BEGIN
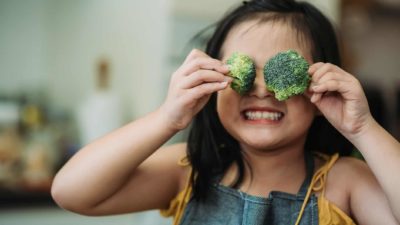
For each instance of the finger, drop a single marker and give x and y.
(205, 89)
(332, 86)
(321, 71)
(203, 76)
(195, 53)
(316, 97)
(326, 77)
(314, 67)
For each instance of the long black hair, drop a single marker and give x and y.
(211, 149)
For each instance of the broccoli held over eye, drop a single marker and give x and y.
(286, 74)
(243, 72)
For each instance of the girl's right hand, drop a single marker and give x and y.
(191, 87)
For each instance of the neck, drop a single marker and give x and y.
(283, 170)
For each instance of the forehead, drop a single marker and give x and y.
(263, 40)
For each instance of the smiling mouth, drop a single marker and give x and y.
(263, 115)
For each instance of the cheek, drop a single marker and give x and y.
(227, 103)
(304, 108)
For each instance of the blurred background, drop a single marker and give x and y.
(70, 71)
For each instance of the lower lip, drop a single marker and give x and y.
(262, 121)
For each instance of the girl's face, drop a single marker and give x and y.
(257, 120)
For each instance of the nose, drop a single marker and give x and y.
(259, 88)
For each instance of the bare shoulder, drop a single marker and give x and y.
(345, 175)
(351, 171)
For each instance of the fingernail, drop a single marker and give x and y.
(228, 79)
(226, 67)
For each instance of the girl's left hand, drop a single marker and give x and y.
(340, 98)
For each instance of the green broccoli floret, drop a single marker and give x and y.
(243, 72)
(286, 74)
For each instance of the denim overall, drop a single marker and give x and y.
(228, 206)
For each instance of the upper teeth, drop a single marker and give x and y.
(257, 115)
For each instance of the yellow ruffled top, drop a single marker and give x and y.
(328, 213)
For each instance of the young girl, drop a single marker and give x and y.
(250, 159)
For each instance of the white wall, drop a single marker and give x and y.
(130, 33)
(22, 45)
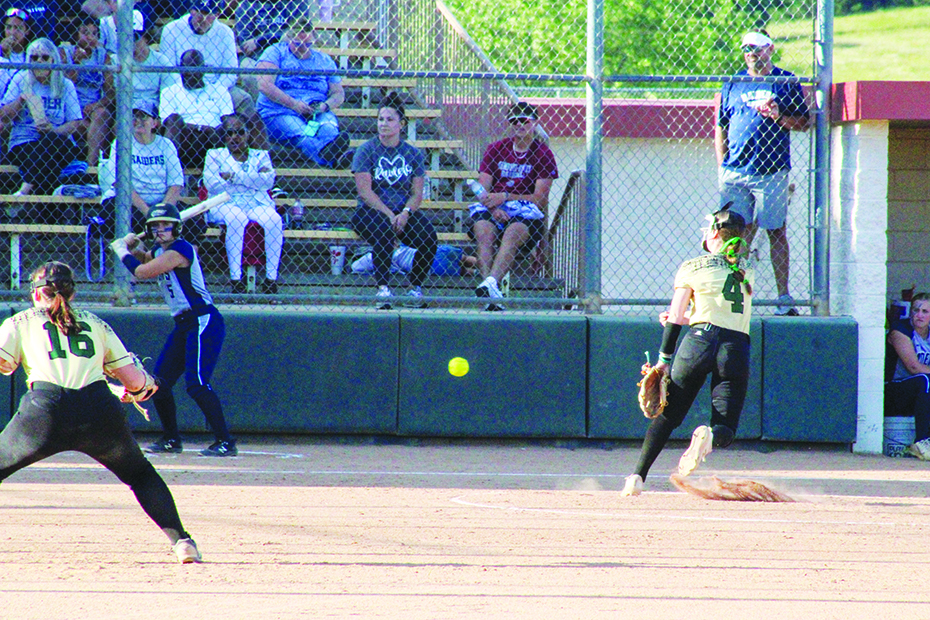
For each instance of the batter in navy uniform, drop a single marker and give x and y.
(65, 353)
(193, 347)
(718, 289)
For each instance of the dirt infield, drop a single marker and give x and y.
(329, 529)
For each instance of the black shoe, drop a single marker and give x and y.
END
YOUR INSTRUCTIONS:
Whenever you reach a picture, pass over it; print all the other material exactly.

COMPLETED TASK:
For each instance of the finger, drop a single marker and give x and y.
(205, 89)
(332, 86)
(321, 71)
(203, 76)
(195, 53)
(316, 97)
(326, 77)
(314, 67)
For each instance of the long black hair, drop a single marker and give x and y.
(211, 149)
For each instance of the broccoli held over eye, drop a single marker and give x and y.
(286, 74)
(243, 72)
For each instance of the girl's right hand, drop a single marker and give x and y.
(191, 87)
For each instance of the neck, drop a single marker and give x and y.
(283, 170)
For each instance of the forehead, drop a single marker and give x and y.
(263, 40)
For each instance of the smiling mouth, drop a single marker and give x and y.
(263, 115)
For each instance of the cheek, drop a single marker and give x and y.
(227, 103)
(304, 108)
For each instance of the blurred background, drop a single marker and give x and y.
(70, 71)
For each instance of the lower lip, drop a single marker and give x and y.
(262, 121)
For each instance of the girl's face, drop a single marker and give x and y.
(257, 120)
For each instance of the nose, drop a single marker and give x and y.
(259, 88)
For each instance of the bare shoulder, drop a single marker and give x and y.
(345, 175)
(351, 171)
For each instance of the fingernail, drop a single marker and give x and y.
(228, 79)
(226, 67)
For each instance of the girl's left hand, drop a single marker and give x and y.
(340, 98)
For each instance of the green broccoli floret, drop a single marker and give x and y.
(243, 72)
(286, 74)
For each instance of the denim overall, drop a single marker and give x and y.
(228, 206)
For each instance of the upper teeth, drop a single marker and give x and y.
(257, 115)
For each instance of the yellow ruffled top, drop a single marker and give x and y.
(328, 213)
For each instance of the young girl, drop a single marker and give x and y.
(250, 159)
For each instance of the white wall, drop a single marker and give x and y.
(130, 33)
(22, 45)
For each instance of the batter in navy uniform, drop a single marker and give x and y.
(65, 353)
(193, 347)
(718, 289)
For each instance of the dirt infield, drop a single marker and give x and y.
(329, 529)
For each instance of the black shoe, drop a single marker and give x and y.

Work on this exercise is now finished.